▶ ACTIONS TO TAKE
a. Print the stretch of the land score passage from "In one example, different" through "swaths of land).".
b. In the land score passage, at how many land owners does the Owner Count Score approach zero for wind?
c. Pick up the land score passage from the point where it stops and continue it.

▶ TEXT SHOWN
========

Land Score Components

In one example, different land scores are added that form appropriate cluster shapes and give a proper ranking of clusters. The system uses scoring to pick the best parcels within a cluster and rank the clusters based on land/transmission/resource/market.

Turning to FIG. 8 is a graph of Parcel Size Score versus land owner's parcel size 800, according to an example of the present invention.

Parcel Size Score: Wind Weight=0.42, Solar Weight=0.25 (for calculation of Land Score)

• • The Parcel Size Score is designed to nudge the recommendations towards larger land parcels, and larger swaths of single-owner occupied land. It is assigned based on the total buildable acreage by owner in the search radius of a starting parcel (0=tiny parcels, 100=giant single owner swaths of land).
  • Each parcel gets assigned a Parcel Size Score based on the size of common parcels from each owner in the search radius, which influences which parcels get chosen by the clustering algorithm and favors the choice of big swaths of parcels from the same owner within the clustering algorithm.
  • The score assigned to each parcel is based on the total owner area within the search radius. The equation uses a variable “parcel_size_cost_coefficient” which varies between wind/solar and modifies the steepness of the curve. For solar, the owner area size curve is steeper to prioritize differences at smaller parcel sizes.
  • Each cluster's Parcel Size Score is the weighted area average of parcel size score, which favors clusters with large swaths of land.

Owner Count Score: Wind Weight=0.37, Solar Weight=0.35 (for calculation of Land Score)

• • The Owner Count Score is meant to nudge the recommendations towards clusters of land parcels that have fewer land owners, preferably one. It is an exponentially decaying score with each additional land owner in a cluster, starting at a score of 100 for one owner and approaching zero for ten land owners for solar and 50 land owners for wind. The equation uses a variable “owner_score_coefficient” which varies between wind/solar and modifies the steepness of the curve, with a steeper curve for solar than wind that is designed to give more priority to minimizing the number of land owners for solar than for wind.

FIG. 9 is a graph of Owner Count Score versus the number of owners 900, according to an example of the present invention. For solar, the owner score drops much faster to emphasize the greater need to minimize the number of land owners for solar compared to wind.

Buildable Land Score: Wind Weight=0.21, Solar Weight=0.20 (for calculation of Land Score)

• • The Buildable Land Score is meant to nudge the recommendations towards clusters of land parcels that are in areas with fewer potential land constraints. A 0-100 score scores the amount of buildable land in the vicinity (0=least land, 100=most land), with a declining score for each percent of available buildable land. A typical range may be from 20% to 100% buildable.
  • FIG. 10 is a graph of the score of a parcel of Buildable Land Score versus the percentage of buildable land in a search radius of 1000, according to an example of the present invention. In this example, 5 kilometers are used for wind, which is the approximate search radius for a 50 MW wind farm. As shown, the system favors clusters with large amounts of buildable land available in ranking.

========

▶ RECORDS SUPPLIED
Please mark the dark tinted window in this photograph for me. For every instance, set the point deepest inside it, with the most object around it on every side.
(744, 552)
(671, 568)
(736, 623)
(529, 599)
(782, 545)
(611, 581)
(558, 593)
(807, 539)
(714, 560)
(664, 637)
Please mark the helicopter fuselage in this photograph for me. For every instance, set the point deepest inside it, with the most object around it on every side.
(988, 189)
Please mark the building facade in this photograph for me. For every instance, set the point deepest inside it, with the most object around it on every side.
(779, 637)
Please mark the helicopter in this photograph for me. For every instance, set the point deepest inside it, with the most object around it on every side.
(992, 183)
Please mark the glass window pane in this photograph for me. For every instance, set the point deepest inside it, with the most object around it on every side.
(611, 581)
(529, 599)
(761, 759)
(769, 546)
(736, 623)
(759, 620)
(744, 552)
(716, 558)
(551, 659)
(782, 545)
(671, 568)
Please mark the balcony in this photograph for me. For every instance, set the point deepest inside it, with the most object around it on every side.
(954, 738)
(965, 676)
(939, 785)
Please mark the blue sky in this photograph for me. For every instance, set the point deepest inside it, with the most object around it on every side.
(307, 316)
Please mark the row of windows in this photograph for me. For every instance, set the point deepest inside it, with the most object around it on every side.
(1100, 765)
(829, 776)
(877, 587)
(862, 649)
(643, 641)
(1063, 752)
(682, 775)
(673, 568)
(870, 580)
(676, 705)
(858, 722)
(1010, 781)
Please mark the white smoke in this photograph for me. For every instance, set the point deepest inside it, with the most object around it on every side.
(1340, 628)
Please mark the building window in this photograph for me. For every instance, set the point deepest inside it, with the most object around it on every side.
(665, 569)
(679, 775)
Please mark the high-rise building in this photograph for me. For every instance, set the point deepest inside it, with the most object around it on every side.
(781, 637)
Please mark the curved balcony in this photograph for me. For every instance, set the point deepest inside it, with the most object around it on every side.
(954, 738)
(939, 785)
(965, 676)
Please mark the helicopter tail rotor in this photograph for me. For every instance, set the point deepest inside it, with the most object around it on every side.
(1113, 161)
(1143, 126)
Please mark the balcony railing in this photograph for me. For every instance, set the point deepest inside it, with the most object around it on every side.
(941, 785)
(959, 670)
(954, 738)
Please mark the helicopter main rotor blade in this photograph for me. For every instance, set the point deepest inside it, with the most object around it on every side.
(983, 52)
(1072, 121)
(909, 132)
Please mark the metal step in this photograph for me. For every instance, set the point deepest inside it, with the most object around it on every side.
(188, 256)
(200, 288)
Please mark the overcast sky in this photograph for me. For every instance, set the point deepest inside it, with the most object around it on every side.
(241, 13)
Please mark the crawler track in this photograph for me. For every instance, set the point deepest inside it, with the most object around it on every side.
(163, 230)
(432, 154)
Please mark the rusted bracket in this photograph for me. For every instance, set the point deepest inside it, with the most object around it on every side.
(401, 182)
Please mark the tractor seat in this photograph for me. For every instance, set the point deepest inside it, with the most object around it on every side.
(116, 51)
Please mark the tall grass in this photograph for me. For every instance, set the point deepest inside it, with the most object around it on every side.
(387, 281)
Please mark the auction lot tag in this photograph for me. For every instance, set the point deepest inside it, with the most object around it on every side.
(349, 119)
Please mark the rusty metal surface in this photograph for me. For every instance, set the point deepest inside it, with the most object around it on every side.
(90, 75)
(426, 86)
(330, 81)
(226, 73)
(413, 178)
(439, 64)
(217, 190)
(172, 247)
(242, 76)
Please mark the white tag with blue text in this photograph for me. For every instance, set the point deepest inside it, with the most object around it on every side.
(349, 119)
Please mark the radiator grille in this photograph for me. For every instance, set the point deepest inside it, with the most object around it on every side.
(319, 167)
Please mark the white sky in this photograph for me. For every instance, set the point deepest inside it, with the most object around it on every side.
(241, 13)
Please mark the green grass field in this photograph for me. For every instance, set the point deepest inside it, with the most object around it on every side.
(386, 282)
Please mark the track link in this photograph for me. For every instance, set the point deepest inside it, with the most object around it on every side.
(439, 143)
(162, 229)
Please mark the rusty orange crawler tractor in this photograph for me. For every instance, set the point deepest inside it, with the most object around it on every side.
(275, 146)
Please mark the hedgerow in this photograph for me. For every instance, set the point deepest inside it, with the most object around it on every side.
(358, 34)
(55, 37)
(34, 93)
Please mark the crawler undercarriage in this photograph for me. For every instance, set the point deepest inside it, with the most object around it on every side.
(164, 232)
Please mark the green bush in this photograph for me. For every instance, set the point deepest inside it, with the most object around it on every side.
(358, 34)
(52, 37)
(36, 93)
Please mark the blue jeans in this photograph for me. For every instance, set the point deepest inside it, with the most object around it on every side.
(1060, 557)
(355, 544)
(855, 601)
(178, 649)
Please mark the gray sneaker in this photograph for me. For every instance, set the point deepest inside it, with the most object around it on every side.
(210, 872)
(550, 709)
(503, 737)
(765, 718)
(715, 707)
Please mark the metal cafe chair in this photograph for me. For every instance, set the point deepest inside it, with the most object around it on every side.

========

▶ RESULTS IN ORDER
a.
In one example, different land scores are added that form appropriate cluster shapes and give a proper ranking of clusters. The system uses scoring to pick the best parcels within a cluster and rank the clusters based on land/transmission/resource/market.

Turning to FIG. 8 is a graph of Parcel Size Score versus land owner's parcel size 800, according to an example of the present invention.

Parcel Size Score: Wind Weight=0.42, Solar Weight=0.25 (for calculation of Land Score)

• • The Parcel Size Score is designed to nudge the recommendations towards larger land parcels, and larger swaths of single-owner occupied land. It is assigned based on the total buildable acreage by owner in the search radius of a starting parcel (0=tiny parcels, 100=giant single owner swaths of land).

b. 50 land owners

c.
Land cost score: Weight=0.2 for solar, 0 for wind

• • The Land Cost Score is designed to shift the recommendations from the system away from areas that may have prohibitive construction costs. It is based on the percent of the buildable land that is not covered in trees, according to the US Forest Service Tree Canopy Cover Database.
    • In one example, land cost score=100−2*percent tree coverage in buildable land of the parcel (e.g., 25% tree coverage on buildable land=land cost score of 50)
  • The Land Cost Score has increased weight as the Land Cost score decreases below a certain threshold (50%, which corresponds to 25% tree coverage), canceling out any benefit from large land parcels or a small number of land owners in a cluster. The goal here is to give a benefit to parcels/clusters with low tree coverage (high land cost score) while also having a prohibitive cost penalty once the tree cover exceeds a defined value so that large heavily tree-covered clusters (typically National/State Forest lands or timber company properties) are not favored by the system even if they have other favorable land characteristics such as a single owner.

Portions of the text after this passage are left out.